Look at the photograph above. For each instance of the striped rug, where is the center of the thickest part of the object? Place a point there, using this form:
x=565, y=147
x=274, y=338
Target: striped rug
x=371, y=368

•••••

Problem statement =>
Write all the data out again, exactly.

Solution below =>
Look at the photograph above. For each instance of the striped rug, where is the center of the thickest part of the object? Place a point there, using this form:
x=565, y=147
x=274, y=338
Target: striped rug
x=371, y=368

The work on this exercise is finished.